**EXTRACT TO READ:**
When a stereo bus is connected to the monaural track, only a signal of either channel
of L and R is inputted into the track, so that a user selects, if the connection is
made, a signal of which channel is to be inputted.
[0225] When the instruction indicating L connection or R connection is made on this screen,
the processing proceeds from steps S118 to S119, and the CPU 61 connects audio track
being the processing target to the connection destination bus in accordance with the
instructed contents. When the instruction indicating skip is made, the track is not
connected to the bus and the processing proceeds to step S120, similar to the aforementioned
case of monaural track.
[0226] When the processing with respect to all of the audio tracks in the selected state
is completed by repeating the processing in steps S115 to S121, it becomes NO in step
S120, and the processing in FIG. 15 is terminated.
[0227] In the aforementioned processing, the CPU 31 serves as an operation contents transmitter
in step S101. Further, the CPU 61 serves as a first setting device in a case of YES
in step S113, and it serves as a second setting device in a case of NO in step S113.
[0228] The aforementioned processing executed by the CPUs enables a user, by merely selecting
a track to be used for recording and pressing a button corresponding to a port from
which a signal is supplied to the track at the signal input device 30 side, to automatically
set a transmission path transmitting the signal between the port and the track. Therefore,
even when a virtual bus is used and a transmission path becomes complicated, it is
possible to conduct a setting of the transmission path with simple operation.
[0229] The above is the description of this embodiment. It is needless to say that the invention
should not be limited to the above-described configuration of system and device, screen
configuration, data configuration, concrete processing steps, operation method and
the like.
[0230] For example, in step S114 in FIG. 15, the port connection processing shown in FIG.
20 may be conducted instead of the port connection processing shown in FIG. 16.
[0231] When this processing is performed, the CPU 61 first makes inquiries to the device
being the control data transmission source about a mode of the port corresponding
to the operated switch (S171). Subsequently, when a response to the inquiries is returned
from the signal input device 30 being the control data transmission source (S181),
the CPU 61 newly creates an input bus of a type (monaural/stereo) corresponding to
the responded mode (S172). Thereafter, the CPU 61 connects the created bus to a reception
port corresponding to the port corresponding to the operated switch (S173), and returns
to the processing in FIG. 15. If the bus is a stereo bus, the bus is also connected
to a reception port corresponding to a port to be paired with the port corresponding
to the operated switch.
[0232] The type of the newly created bus is decided based on the type of the track to be
connected in the processing shown in FIG. 16, but, it is decided based on the mode
of the port of the connection destination in the processing in FIG. 20. The processing
in FIG. 20 is preferable since at least the connection between the port and the bus
can be surely conducted. However, regarding the point where it is easy to decide the
type of the newly created bus to a user's satisfaction, the processing in FIG. 16
is preferable.
[0233] Note that to change the mode of the port at the signal input device 30 side in the
processing shown in FIG. 16 is not a must. The bus and the port can be connected without
matching the modes at the bus side and at the port side.
[0234] Although one reception port can be connected to only one bus in the aforementioned
embodiment, it may be possible to connect one reception port to a plurality of buses,
as another modification. Also in this case, it is possible to follow the arrow in
the opposite direction along the transmission path shown in FIG. 5, and by executing
the processing described in the aforementioned embodiment in the same manner, the
same effect can be obtained.

**Entries drawn from a collection:**

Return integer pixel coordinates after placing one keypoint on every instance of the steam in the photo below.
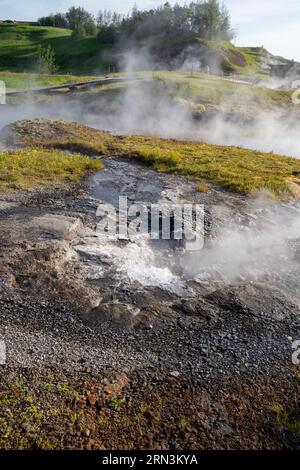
(261, 250)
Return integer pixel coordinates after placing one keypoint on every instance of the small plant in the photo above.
(202, 188)
(115, 403)
(46, 60)
(62, 388)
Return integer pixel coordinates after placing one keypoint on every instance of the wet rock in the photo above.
(58, 226)
(253, 300)
(114, 314)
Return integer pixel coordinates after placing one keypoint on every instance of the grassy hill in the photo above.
(19, 44)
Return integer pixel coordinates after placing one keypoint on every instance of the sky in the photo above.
(274, 24)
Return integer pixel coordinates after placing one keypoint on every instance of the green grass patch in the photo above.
(232, 168)
(23, 81)
(19, 46)
(31, 168)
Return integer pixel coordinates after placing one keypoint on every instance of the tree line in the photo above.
(207, 19)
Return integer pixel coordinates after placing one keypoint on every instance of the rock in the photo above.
(175, 374)
(116, 385)
(114, 314)
(58, 226)
(91, 399)
(254, 300)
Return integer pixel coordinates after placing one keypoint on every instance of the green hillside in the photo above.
(19, 45)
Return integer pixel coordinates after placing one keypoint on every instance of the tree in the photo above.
(81, 20)
(46, 60)
(58, 20)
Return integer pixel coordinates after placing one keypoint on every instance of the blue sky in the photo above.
(274, 24)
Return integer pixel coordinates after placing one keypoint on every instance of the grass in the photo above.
(18, 48)
(232, 168)
(15, 80)
(19, 45)
(287, 421)
(36, 167)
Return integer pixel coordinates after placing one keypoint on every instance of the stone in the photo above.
(58, 226)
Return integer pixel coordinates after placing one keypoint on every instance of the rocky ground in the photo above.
(100, 356)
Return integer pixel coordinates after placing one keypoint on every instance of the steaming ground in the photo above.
(150, 109)
(252, 241)
(121, 337)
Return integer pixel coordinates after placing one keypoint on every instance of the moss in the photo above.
(35, 167)
(232, 168)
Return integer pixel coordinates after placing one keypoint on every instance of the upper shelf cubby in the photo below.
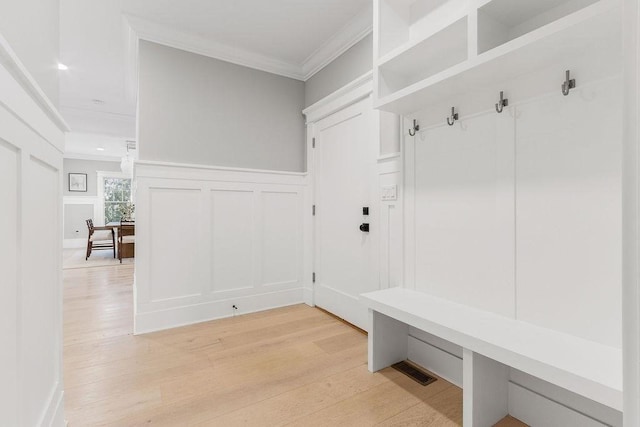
(405, 23)
(428, 50)
(500, 21)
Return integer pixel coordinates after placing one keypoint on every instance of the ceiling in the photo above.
(294, 38)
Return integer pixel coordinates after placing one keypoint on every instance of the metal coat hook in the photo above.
(568, 84)
(454, 116)
(502, 103)
(416, 128)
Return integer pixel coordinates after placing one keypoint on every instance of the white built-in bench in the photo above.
(491, 344)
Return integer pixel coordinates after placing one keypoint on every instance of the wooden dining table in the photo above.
(128, 249)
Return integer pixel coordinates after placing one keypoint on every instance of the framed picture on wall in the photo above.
(78, 182)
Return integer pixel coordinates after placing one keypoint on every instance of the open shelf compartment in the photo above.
(500, 21)
(443, 50)
(404, 23)
(596, 26)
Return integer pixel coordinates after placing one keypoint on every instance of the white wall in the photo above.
(32, 28)
(209, 238)
(352, 64)
(529, 202)
(80, 206)
(91, 168)
(199, 110)
(520, 214)
(31, 147)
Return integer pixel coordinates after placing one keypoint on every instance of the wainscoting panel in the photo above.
(232, 240)
(174, 231)
(31, 146)
(212, 238)
(391, 221)
(569, 212)
(76, 210)
(281, 238)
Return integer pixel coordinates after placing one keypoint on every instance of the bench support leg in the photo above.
(485, 390)
(388, 341)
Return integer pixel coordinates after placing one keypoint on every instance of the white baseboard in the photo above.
(308, 296)
(212, 310)
(433, 359)
(54, 414)
(74, 243)
(536, 410)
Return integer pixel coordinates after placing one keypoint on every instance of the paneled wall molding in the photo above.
(31, 145)
(349, 94)
(210, 238)
(146, 168)
(16, 101)
(631, 215)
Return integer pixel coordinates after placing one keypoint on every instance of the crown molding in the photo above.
(19, 72)
(357, 29)
(349, 94)
(137, 28)
(153, 32)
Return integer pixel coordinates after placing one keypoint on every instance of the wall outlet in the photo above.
(389, 192)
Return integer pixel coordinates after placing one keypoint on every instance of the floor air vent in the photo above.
(414, 373)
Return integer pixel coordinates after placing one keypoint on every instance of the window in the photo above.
(117, 194)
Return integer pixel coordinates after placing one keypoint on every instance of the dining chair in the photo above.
(126, 236)
(100, 238)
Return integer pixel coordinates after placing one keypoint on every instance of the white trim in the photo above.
(357, 29)
(16, 68)
(630, 217)
(137, 28)
(536, 409)
(81, 200)
(389, 156)
(131, 61)
(54, 413)
(216, 168)
(96, 157)
(150, 31)
(74, 243)
(349, 94)
(175, 317)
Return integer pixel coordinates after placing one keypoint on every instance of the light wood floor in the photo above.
(289, 366)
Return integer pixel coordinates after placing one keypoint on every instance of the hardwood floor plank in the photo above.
(295, 365)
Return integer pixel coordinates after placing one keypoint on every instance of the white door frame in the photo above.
(630, 217)
(353, 92)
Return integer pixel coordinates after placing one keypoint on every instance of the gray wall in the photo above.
(347, 67)
(32, 28)
(74, 226)
(90, 167)
(194, 109)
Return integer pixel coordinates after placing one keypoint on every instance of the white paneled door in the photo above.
(345, 159)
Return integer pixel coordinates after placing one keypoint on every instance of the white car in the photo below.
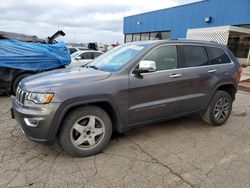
(81, 58)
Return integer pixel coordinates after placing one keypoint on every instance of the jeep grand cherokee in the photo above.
(134, 84)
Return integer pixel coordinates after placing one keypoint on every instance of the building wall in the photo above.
(179, 19)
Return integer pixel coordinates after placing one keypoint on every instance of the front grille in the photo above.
(21, 95)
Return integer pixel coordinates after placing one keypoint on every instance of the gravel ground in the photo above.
(179, 153)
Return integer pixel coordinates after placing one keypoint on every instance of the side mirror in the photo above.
(145, 66)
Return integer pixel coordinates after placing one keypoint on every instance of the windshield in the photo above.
(117, 58)
(75, 54)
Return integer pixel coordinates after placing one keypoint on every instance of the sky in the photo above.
(82, 20)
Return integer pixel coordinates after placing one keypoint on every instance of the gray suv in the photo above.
(134, 84)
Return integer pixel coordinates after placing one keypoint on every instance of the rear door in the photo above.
(157, 94)
(199, 77)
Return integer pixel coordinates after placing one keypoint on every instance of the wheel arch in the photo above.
(228, 87)
(105, 104)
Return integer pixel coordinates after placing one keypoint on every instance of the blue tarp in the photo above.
(33, 56)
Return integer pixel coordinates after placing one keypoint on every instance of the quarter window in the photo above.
(217, 56)
(165, 57)
(195, 56)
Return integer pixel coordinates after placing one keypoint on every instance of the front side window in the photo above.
(217, 56)
(165, 57)
(96, 54)
(87, 55)
(118, 57)
(195, 56)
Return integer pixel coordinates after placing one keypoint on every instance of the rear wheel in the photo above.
(219, 109)
(85, 131)
(17, 81)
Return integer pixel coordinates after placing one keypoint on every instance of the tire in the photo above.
(17, 80)
(85, 131)
(214, 115)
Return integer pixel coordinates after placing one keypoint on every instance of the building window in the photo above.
(155, 36)
(239, 44)
(136, 37)
(128, 38)
(147, 36)
(165, 35)
(144, 36)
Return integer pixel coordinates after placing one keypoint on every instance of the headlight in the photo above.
(40, 98)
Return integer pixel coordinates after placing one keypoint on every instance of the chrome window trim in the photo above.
(183, 44)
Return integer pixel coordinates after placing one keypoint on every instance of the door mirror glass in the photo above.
(78, 58)
(145, 66)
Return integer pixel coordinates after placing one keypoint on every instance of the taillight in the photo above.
(239, 72)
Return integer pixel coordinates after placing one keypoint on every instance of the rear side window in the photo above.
(217, 56)
(165, 57)
(195, 56)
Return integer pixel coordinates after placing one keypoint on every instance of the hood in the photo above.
(49, 81)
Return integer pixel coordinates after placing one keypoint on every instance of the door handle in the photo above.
(175, 76)
(212, 70)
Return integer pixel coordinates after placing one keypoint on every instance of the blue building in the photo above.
(175, 22)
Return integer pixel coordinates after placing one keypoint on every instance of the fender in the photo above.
(79, 101)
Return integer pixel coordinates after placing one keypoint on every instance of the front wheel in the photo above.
(219, 109)
(85, 131)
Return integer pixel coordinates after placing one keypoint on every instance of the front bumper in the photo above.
(44, 132)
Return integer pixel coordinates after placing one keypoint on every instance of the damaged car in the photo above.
(23, 55)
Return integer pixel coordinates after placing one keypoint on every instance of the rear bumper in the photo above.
(43, 132)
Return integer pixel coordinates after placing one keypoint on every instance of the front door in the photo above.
(157, 94)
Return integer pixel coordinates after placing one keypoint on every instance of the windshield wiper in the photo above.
(93, 66)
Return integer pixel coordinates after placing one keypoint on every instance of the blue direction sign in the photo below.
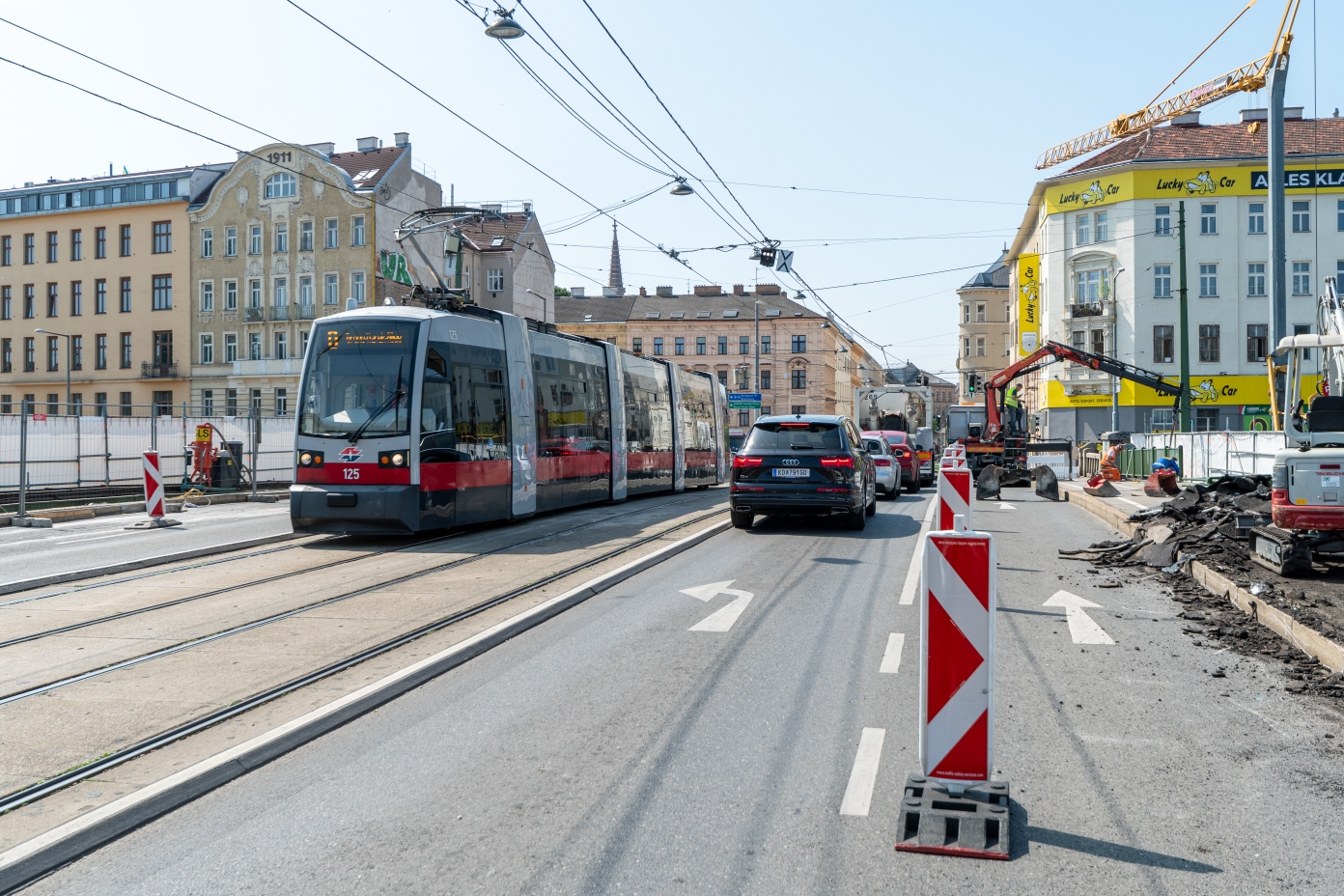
(743, 401)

**OBJECTIVE A:**
Answer these questions from the excerpt on audio track and bus routing:
(i) In the processing of FIG. 20, what decides the type of the newly created bus?
(ii) What does the CPU 31 serve as in step S101?
(iii) What happens when the instruction indicating skip is made?
**OBJECTIVE B:** Pick up the excerpt on audio track and bus routing after its final sentence and continue it.
These entries have no connection to the excerpt on audio track and bus routing.

**EXERCISE RESULT A:**
(i) The mode of the port of the connection destination decides it.
(ii) It serves as an operation contents transmitter.
(iii) The track is not connected to the bus, and the processing proceeds to step S120.

**EXERCISE RESULT B:**
[0235] It is also possible to design such that one reception port can be connected to one
bus for each type which can be used. An example of the above is that a port connected
to a certain monaural bus can be connected to a stereo bus, although it cannot be
connected to another monaural bus.
[0236] In this case, if the connection relation between the port and the bus is fixed, it
becomes easy to manage the signal transmission path. For example, first to eighth
reception ports receiving waveform data from a certain device are respectively connected
to first to eighth monaural buses, and two of the reception ports are sequentially
paired from the low-numbered one, and connected to first to fourth stereo buses.
[0237] If such a connection form is applied, by appropriately connecting the bus and the
track, it is possible to obtain almost the same effect as in the case where the connection
relation between the port and the bus is freely discriminated, in terms of inputting
waveform data outputted from a desired port of a signal input device into a desired
track.
[0238] If the connection relation between the port and the bus is fixed, even when a bus
and a track which input multichannel surround audio such as 4-channel, 5.1-channel,
6.1-channel are provided, it is possible to easily manage the connection relation
between the port and the bus.
[0239] Further, if the connection relation between the port and the bus is fixed, as processing
to be executed when the port selection switch is operated in the signal input device,
the processing shown in FIG. 21 may be executed instead of the processing shown in
FIG. 15.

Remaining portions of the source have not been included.